■ WHAT YOU ARE ASKED TO DO
Update the records below by replacing each occurrence of "Target" with "Object". Leave every other part of the records unchanged.

--------------------------------

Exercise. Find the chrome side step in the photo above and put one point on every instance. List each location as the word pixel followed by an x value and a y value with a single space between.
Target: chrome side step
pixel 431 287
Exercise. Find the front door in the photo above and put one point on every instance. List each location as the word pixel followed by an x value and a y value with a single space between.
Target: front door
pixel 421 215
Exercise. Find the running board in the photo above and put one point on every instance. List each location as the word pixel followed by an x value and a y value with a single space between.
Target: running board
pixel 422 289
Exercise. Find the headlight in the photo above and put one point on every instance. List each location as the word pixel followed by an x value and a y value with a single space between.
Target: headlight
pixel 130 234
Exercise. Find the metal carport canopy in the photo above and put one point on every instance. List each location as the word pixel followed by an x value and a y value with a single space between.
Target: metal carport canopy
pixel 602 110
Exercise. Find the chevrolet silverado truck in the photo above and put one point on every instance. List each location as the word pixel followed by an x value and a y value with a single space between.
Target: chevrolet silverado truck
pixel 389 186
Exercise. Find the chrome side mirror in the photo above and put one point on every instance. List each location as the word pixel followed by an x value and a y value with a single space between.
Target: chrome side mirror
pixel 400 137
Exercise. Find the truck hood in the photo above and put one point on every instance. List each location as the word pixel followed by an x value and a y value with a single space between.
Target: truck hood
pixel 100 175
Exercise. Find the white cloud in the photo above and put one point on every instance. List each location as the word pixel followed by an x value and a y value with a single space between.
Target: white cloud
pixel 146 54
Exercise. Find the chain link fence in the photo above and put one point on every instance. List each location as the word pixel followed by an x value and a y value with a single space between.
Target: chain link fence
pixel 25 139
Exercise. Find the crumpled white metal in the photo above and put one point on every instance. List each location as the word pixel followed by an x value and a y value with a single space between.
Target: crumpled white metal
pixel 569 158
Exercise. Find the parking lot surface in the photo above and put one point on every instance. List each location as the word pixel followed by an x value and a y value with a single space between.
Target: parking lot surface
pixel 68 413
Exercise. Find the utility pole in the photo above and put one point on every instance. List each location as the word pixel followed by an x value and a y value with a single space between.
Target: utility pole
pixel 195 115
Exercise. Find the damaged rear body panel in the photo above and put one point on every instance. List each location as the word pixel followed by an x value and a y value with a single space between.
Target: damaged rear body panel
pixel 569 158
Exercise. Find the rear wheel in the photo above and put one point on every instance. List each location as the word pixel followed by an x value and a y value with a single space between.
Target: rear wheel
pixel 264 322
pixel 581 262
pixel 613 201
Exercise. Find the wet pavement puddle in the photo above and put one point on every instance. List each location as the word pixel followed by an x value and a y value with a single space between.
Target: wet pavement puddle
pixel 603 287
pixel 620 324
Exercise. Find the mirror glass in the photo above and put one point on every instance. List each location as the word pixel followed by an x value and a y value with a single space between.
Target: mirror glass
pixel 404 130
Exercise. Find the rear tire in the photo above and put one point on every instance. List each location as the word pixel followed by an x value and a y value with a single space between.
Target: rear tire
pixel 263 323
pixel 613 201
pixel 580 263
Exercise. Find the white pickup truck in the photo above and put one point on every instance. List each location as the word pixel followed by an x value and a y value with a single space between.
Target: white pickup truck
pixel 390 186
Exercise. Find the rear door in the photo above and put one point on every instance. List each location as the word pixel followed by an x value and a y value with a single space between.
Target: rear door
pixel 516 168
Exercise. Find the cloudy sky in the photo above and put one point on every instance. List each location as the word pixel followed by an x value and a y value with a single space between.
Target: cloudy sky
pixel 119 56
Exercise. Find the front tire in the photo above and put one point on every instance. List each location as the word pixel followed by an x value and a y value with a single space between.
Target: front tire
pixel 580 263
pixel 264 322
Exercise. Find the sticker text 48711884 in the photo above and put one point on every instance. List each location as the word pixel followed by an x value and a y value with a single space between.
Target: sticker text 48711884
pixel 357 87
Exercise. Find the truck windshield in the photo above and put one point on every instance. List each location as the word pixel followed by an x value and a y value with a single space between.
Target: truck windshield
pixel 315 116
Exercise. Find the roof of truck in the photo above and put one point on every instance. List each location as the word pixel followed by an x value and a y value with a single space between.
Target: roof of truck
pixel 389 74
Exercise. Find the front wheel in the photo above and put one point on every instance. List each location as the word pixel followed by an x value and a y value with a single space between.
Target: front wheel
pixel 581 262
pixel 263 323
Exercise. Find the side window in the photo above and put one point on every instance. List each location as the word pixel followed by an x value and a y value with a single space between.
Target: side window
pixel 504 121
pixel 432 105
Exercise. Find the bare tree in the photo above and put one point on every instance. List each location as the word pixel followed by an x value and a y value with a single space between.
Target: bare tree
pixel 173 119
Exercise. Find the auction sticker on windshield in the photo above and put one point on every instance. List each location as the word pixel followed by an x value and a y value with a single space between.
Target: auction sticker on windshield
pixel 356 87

--------------------------------

■ CORRECT RESPONSE
Exercise. Find the chrome side step in the photo above and put one point on every instance. List each location as the word pixel followed by an x value and a y value with a single space between.
Object: chrome side step
pixel 431 287
Exercise. Find the front door in the photo above and put one point on every instance. List each location as the word pixel followed by an x value and a y value with a single space between.
Object: front door
pixel 421 215
Exercise. Find the running board in the photo above and put one point on every instance. List each location as the word pixel followed by an x value and a y value with a single space between.
Object: running board
pixel 422 289
Exercise. Find the headlight in the photo above and put one point on every instance. List each location as the word pixel followed by an x value and a y value with a single space between.
Object: headlight
pixel 130 234
Exercise. Find the metal carport canopy in the photo above and put one point on every instance. List each location as the word pixel followed by an x value and a y value with a single space between.
Object: metal carport canopy
pixel 602 110
Exercise. Find the chevrolet silverado truck in the photo above and put one point on every instance. List each location as the word pixel followed by an x value and a y value with a single space between.
Object: chevrolet silverado truck
pixel 389 186
Exercise. Find the chrome side mirror in the photo above and put one point on every instance. List each location as the word pixel followed by an x value and a y value with a single space between.
Object: chrome side mirror
pixel 400 137
Exercise. Find the truck hood in the photo above and put one point on every instance. List each location as the word pixel followed by an x value and a y value with a single space between.
Object: truck hood
pixel 100 175
Exercise. Find the white cloud in the photo above and put one point on every instance. List each location as the word pixel followed by an x value and a y value with a single space between.
Object: white cloud
pixel 146 54
Exercise. Find the chain link fence in the photo above and put one point on every instance. List each location as the word pixel followed by an x value and a y value with a single space between.
Object: chain link fence
pixel 25 139
Exercise. Find the crumpled white metal in the photo above and put one point on every instance. List each location as the word pixel followed by an x value and a y value with a single space between.
Object: crumpled white metal
pixel 569 158
Exercise. Find the parking lot surface in the photo above and put one point on every instance. List each location as the word pixel followed by an x value and a y value with a single space between.
Object: parking lot surface
pixel 68 413
Exercise. Find the utility pole in the photo above and put one point on every instance. List each location as the word pixel followed by an x value and a y value with a single space between.
Object: utility pole
pixel 195 115
Exercise. Find the damaged rear body panel in the photo above and put one point on every instance. List each location as the word pixel followed by an x value and a y value with a single space between.
Object: damaged rear body panel
pixel 569 158
Exercise. Find the rear wheel in the photo above and put one point on every instance. List each location as the word pixel followed by an x value and a y value with a single space between.
Object: rear wheel
pixel 264 322
pixel 581 262
pixel 613 201
Exercise. Find the wet pavement puddle in the photo above and put one point on every instance. List each location as the word pixel followed by an x value and a y value with a single space between.
Object: wet pavement puddle
pixel 603 287
pixel 620 324
Exercise. Find the mirror glass in the photo above and put one point on every instance. List each location as the word pixel followed by an x value and a y value with a single space between.
Object: mirror glass
pixel 404 130
Exercise. Find the rear tire in the photo above and put one point on every instance. List each location as the word pixel followed by an x value and a y value with a single space between.
Object: rear tire
pixel 263 323
pixel 613 201
pixel 580 263
Exercise. Find the white pickup truck in the photo above and put one point on every instance. List each location as the word pixel followed by an x value and a y value with a single space between.
Object: white pickup truck
pixel 390 186
Exercise. Find the rear door in the photo above and put one point on every instance. List each location as the word pixel followed by an x value and a y value with a single space between.
Object: rear door
pixel 516 168
Exercise. Find the cloudy sky in the photo above and put one point on every instance. List each location as the word pixel followed by an x value and a y value with a single space between.
Object: cloudy sky
pixel 119 56
Exercise. Find the front tire in the photo above and put one point on every instance. List each location as the word pixel followed by an x value and a y value with a single space between.
Object: front tire
pixel 580 263
pixel 264 322
Exercise. Find the sticker text 48711884 in the photo above and put one point on every instance. List each location as the word pixel followed by an x value and a y value with a single space between.
Object: sticker text 48711884
pixel 357 87
Exercise. Find the truck windshield in the photo above and put one point on every instance. List each location as the word pixel followed by an x value and a y value with a single space between.
Object: truck windshield
pixel 315 116
Exercise. Find the roof of truck in the photo above and put one point on every instance. List each location as the word pixel followed by an x value and a y value with a single space between.
Object: roof of truck
pixel 389 74
Exercise. Find the front wheel in the photo above and put one point on every instance. List each location as the word pixel followed by an x value and a y value with a single space between.
Object: front wheel
pixel 581 262
pixel 263 323
Exercise. Find the side window in the photo above and put one point on every instance. List each location as the word pixel followed by an x value and a y value with a single space between.
Object: side window
pixel 504 121
pixel 432 105
Exercise. Find the bare tree in the photo above and put one point on every instance. List each location as the word pixel followed by an x value and a y value with a single space between.
Object: bare tree
pixel 173 119
Exercise. Find the auction sticker on windshield in the photo above and put one point on every instance. List each location as the word pixel followed by an x value and a y value with a single space between.
Object: auction sticker on windshield
pixel 356 87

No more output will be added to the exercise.